▶ _The task_
Copy out every one of the records below word for word, leaving out the pictures.

--- Start of Entries ---

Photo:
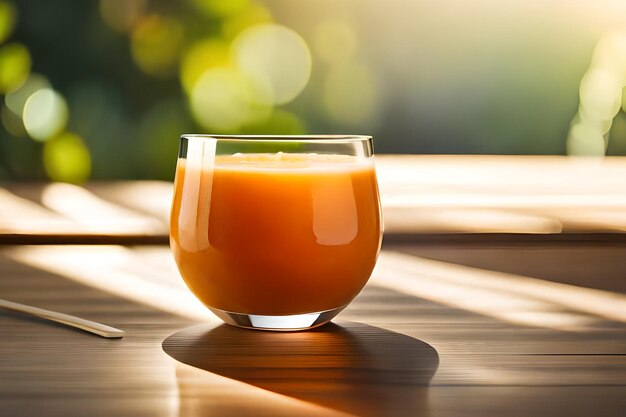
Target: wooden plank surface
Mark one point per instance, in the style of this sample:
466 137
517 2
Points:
420 195
438 331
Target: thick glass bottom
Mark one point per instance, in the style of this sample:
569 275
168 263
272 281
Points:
277 323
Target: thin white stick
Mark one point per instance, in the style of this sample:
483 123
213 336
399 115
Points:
72 321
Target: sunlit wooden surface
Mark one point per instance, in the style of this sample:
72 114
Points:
439 331
420 194
499 292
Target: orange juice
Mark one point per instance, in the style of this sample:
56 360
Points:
276 234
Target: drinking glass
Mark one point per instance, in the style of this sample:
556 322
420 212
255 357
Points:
275 232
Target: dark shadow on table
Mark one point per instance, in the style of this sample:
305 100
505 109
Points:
349 367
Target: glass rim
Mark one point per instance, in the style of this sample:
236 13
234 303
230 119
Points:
324 138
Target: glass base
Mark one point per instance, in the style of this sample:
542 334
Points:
277 323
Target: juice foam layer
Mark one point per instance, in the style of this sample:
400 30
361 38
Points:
292 161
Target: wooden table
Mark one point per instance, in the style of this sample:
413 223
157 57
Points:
508 316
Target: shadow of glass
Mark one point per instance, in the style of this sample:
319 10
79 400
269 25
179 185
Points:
349 367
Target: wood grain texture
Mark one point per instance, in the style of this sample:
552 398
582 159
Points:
378 360
424 195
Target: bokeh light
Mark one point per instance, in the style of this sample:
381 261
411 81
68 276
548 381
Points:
12 122
585 140
335 41
14 66
67 159
209 53
156 44
280 122
223 99
121 15
275 57
158 133
600 94
350 95
610 54
45 114
254 14
220 8
8 16
16 100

--- End of Entries ---

▶ _Answer to this problem_
Photo:
Target: wooden plank surface
Mark one point per instance, in the style of this sample:
466 137
517 2
Points:
420 195
438 331
Target: thick glass bottom
Mark one point per instance, in the style of this sample:
569 275
168 263
272 281
Points:
277 323
Target: thin white stick
Mark one point per instance, in the style of this sample:
483 123
213 336
399 115
Points:
72 321
Target: sunlit wooden surface
Mark one point per instance, in the style of this sample:
72 114
Points:
439 331
420 194
499 292
Target: orange juice
Mark one point per instance, in the style of this sample:
56 360
Points:
276 234
Target: drinking glass
Mark one point per instance, in the style of this sample:
556 322
420 212
255 357
Points:
275 232
Target: dark shadow on table
Mark one point per instance, in the style of this sample:
305 100
505 109
Points:
349 367
Target: glass rim
Mark one point per instance, in the style of this sample:
236 13
234 303
230 119
Points:
324 138
Target: glass base
Mark one point per instance, in the style of this sample:
542 334
Points:
277 323
Target: juice foam layer
Mark one point per instance, in the style of this sample:
400 30
361 38
Points:
292 161
Target: wooden table
Mark one point per instance, in the style of this sample:
413 223
157 57
Points:
508 316
Target: shadow of glass
Mark one point per instance, in the style of this sample:
319 10
79 400
269 25
179 185
Points:
349 367
Target: wood grain texture
Mark one point per instance, in the style of this sample:
552 398
582 159
Points:
378 360
424 195
Target: bokeh light
Mark one point per instance, in the style of this sample:
381 261
411 81
68 276
548 381
Points:
12 122
585 140
335 41
14 66
67 159
209 53
156 44
280 122
223 99
121 15
275 57
158 133
600 94
350 95
610 54
45 114
254 14
220 8
8 16
16 100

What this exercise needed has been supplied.